Analysis

Gold marks time as investors weigh stock market risks

Apart from the crypto carnage today and news of the Dow’s fastest 1000-point rally in history, there hasn’t been an awful lot happening in other markets today, with the major FX pairs and gold being fairly stable. The main news was from the UK this morning, where inflation eased slightly for the first time since June. But at a good 3.0%, the Consumer Price Index (CPI) still remains a whole percentage point above the Bank of England’s target. So, this is unlikely to be a game changer. The pound weakened a little on the back of this with the GBP/USD dipping to 1.3750 this morning, before bouncing back to trade at 1.3770 at the time of this writing. The dollar was actually higher not just against the pound but against other major currencies as the greenback bears probably banked profit after its big falls in recent days. However as the session wore on, it gave back some of its gains. This helped to lift gold off its lows, supported further by a wobble in stocks in the afternoon trading.

But I doubt that the dollar selling is done just yet. Consequently, I continue to expect that gold will break further higher in the coming days, especially if the rally on Wall Street pauses or ideally for gold bugs, reverses. For now, traders on Wall Street continue to ignore warning signs that the market is considerably overvalued, both from technical and fundamental points of view. With the major central banks withdrawing the monetary stimulus which boosted risk assets in the first place, the current low volatile conditions disguises the dangers facing investors at these extremely elevated levels. Ahead of a potential correction in the stock markets, it appears like some market participants may have already bought protection in the form of gold. After all, the metal’s historic negative correlation with US indices appears to have broken down as both assets ended 2017 higher.

■ **PROVIDED DATA**
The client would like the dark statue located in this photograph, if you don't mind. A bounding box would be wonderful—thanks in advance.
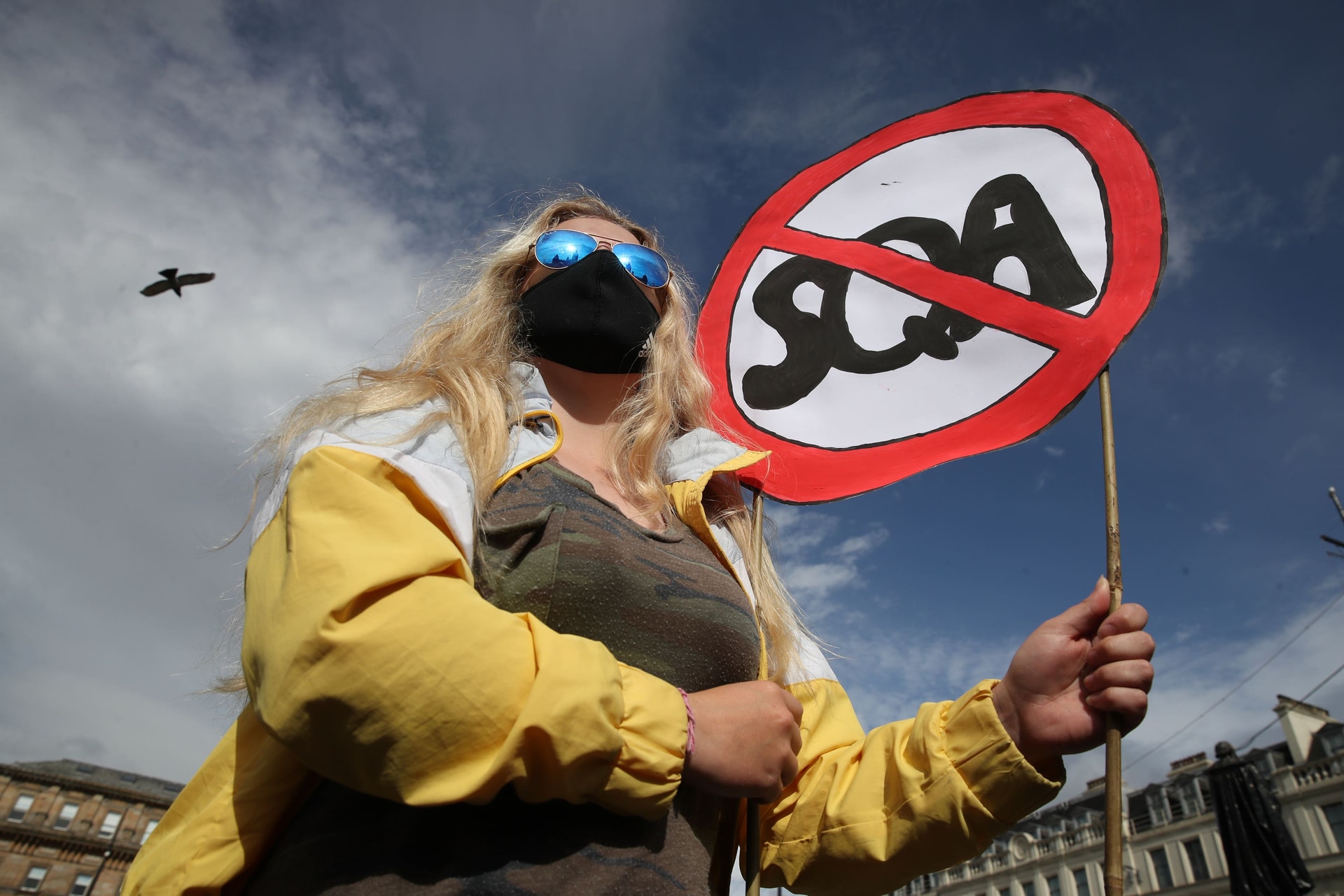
[1208,740,1315,896]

■ **WHAT TO DO**
Copy the passage of the gold market analysis from "But I doubt" to "ended 2017 higher." word for word.

■ **CORRECT OUTPUT**
But I doubt that the dollar selling is done just yet. Consequently, I continue to expect that gold will break further higher in the coming days, especially if the rally on Wall Street pauses or ideally for gold bugs, reverses. For now, traders on Wall Street continue to ignore warning signs that the market is considerably overvalued, both from technical and fundamental points of view. With the major central banks withdrawing the monetary stimulus which boosted risk assets in the first place, the current low volatile conditions disguises the dangers facing investors at these extremely elevated levels. Ahead of a potential correction in the stock markets, it appears like some market participants may have already bought protection in the form of gold. After all, the metal’s historic negative correlation with US indices appears to have broken down as both assets ended 2017 higher.